__ASSIGNMENT__
Every line from the one containing "Please point out the person" through the end of the data is to be copied exactly, and nothing outside that range.
━━━━━━━━━━━━━━━━━━━━━━━━━━━━━━
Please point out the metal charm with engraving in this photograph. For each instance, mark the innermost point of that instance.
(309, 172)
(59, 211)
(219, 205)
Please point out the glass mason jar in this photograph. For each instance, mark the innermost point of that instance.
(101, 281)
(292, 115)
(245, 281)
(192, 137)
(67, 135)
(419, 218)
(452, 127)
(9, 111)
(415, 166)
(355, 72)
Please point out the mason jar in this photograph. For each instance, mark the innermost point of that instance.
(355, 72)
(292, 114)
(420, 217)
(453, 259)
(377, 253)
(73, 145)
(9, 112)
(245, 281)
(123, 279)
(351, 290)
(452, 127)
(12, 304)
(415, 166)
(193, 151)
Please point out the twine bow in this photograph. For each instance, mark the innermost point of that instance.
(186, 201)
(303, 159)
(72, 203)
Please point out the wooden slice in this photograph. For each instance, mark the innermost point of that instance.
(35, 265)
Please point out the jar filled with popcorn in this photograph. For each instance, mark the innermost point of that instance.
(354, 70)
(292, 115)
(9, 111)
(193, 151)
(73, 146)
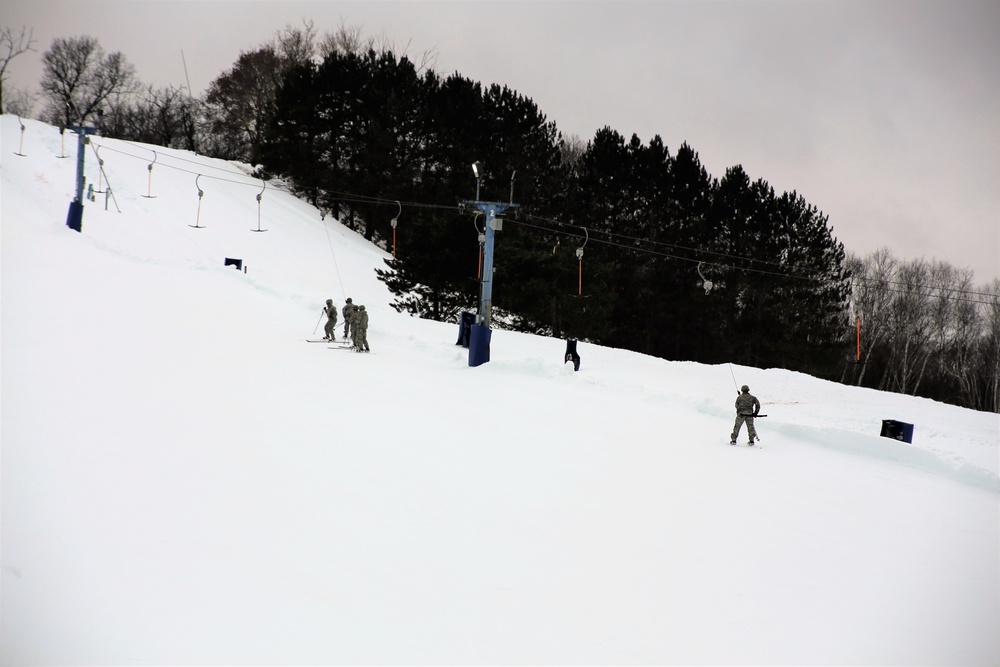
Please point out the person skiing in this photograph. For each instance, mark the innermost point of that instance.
(331, 321)
(348, 311)
(360, 326)
(747, 407)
━━━━━━━━━━━━━━━━━━━━━━━━━━━━━━
__SOLUTION__
Please point out the person skiing in this photograph. For each instance, mark the innermost point of that instance.
(331, 321)
(348, 311)
(360, 326)
(747, 407)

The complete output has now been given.